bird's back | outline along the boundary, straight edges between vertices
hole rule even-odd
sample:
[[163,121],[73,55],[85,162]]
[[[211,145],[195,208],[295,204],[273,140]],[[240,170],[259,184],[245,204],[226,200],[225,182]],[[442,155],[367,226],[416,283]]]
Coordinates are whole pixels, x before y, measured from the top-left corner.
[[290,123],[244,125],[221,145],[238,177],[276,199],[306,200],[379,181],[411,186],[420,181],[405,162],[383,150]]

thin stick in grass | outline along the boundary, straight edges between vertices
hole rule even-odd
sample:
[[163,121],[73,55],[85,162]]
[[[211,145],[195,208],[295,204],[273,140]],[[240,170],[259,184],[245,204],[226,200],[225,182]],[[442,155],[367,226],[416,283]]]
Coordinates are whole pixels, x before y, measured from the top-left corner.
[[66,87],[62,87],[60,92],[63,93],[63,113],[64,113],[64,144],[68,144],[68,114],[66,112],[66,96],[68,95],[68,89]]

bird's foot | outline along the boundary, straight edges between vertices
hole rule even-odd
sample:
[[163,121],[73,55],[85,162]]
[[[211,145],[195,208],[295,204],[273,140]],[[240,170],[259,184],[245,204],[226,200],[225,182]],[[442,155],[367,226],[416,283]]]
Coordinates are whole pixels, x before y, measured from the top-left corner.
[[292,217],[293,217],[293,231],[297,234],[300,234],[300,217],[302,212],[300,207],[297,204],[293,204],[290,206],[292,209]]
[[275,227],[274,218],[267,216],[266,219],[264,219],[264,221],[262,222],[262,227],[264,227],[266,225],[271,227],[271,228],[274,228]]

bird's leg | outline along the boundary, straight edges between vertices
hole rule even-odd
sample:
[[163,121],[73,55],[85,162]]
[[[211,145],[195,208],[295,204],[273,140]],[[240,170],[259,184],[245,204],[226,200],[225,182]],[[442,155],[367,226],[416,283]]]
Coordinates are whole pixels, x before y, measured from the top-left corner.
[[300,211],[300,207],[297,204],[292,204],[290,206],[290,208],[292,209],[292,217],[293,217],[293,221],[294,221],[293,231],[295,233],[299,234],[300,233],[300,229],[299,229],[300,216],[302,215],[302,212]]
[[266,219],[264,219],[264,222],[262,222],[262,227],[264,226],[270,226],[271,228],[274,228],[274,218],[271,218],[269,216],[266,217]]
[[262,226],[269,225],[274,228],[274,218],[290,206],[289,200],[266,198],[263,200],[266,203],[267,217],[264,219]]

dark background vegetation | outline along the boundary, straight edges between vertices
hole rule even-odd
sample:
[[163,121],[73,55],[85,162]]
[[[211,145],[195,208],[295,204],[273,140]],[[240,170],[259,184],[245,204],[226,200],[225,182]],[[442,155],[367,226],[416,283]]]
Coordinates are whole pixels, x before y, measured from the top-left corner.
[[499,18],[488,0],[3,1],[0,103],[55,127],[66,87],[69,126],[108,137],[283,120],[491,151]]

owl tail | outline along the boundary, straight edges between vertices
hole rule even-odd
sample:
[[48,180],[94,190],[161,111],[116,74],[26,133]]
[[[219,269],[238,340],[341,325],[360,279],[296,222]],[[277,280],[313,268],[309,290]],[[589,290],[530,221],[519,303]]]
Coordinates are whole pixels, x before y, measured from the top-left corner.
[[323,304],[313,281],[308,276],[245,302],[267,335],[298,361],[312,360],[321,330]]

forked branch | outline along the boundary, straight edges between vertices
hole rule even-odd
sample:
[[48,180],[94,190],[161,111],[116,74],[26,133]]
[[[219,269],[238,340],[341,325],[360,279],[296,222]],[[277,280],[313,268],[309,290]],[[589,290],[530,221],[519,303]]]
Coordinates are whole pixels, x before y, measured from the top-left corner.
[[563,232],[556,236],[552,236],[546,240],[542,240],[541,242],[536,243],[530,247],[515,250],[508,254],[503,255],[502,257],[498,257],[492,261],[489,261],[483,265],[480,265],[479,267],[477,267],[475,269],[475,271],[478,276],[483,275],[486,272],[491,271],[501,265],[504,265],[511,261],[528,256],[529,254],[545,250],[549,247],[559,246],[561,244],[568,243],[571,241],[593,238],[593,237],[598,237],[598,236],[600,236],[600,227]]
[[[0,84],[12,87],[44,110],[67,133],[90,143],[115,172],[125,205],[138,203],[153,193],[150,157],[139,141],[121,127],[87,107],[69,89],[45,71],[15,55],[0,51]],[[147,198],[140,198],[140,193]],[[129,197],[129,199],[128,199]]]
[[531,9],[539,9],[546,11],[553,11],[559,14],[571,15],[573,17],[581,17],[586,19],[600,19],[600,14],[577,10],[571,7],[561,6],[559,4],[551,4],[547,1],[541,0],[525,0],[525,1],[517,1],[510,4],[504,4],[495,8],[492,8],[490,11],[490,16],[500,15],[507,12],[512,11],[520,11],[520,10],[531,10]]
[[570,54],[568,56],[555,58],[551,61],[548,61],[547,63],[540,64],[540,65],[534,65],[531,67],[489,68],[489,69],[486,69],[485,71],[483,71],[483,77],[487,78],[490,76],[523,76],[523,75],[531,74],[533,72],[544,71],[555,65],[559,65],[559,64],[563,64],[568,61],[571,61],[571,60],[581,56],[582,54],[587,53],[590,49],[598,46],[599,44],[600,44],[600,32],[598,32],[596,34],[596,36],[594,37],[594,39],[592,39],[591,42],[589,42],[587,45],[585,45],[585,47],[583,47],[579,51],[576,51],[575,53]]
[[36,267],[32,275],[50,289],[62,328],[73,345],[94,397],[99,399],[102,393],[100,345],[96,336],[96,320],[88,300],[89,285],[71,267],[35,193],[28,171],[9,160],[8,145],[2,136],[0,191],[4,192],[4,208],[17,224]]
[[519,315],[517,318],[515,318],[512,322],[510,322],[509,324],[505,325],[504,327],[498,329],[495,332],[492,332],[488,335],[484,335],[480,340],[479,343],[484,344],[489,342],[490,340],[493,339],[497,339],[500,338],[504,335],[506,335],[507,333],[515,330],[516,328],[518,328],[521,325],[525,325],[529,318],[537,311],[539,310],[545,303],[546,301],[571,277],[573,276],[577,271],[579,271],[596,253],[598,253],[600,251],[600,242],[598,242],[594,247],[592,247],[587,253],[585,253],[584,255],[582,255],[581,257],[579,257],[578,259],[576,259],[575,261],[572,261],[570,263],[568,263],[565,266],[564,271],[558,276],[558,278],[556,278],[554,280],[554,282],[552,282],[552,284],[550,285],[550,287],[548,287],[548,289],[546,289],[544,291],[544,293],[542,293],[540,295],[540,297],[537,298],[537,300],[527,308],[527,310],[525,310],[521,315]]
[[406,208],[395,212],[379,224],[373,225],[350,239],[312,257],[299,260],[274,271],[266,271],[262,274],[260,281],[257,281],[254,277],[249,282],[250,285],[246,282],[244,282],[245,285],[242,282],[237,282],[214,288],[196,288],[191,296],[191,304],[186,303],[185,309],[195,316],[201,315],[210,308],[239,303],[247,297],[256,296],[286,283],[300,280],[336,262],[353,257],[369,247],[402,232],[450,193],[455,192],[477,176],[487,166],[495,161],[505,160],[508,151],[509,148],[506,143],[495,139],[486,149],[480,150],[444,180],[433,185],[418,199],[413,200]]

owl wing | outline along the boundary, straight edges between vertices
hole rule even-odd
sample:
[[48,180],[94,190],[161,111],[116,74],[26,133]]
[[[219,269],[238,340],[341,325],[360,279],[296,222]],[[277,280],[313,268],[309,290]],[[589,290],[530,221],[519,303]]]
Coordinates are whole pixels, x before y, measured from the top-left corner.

---+---

- ACTIVITY -
The answer must be every line from the records above that contains the word "straight", copied in full.

- RESULT BELOW -
bird's back | outline along the boundary, straight edges between vertices
thin stick in grass | outline along the boundary, straight edges between vertices
bird's foot | outline along the boundary, straight edges between vertices
bird's leg | outline along the boundary, straight edges between vertices
dark background vegetation | outline along the boundary, straight edges between vertices
owl tail | outline along the boundary, straight edges between vertices
forked branch | outline along the boundary, straight edges between vertices
owl wing | outline along the boundary, straight edges between vertices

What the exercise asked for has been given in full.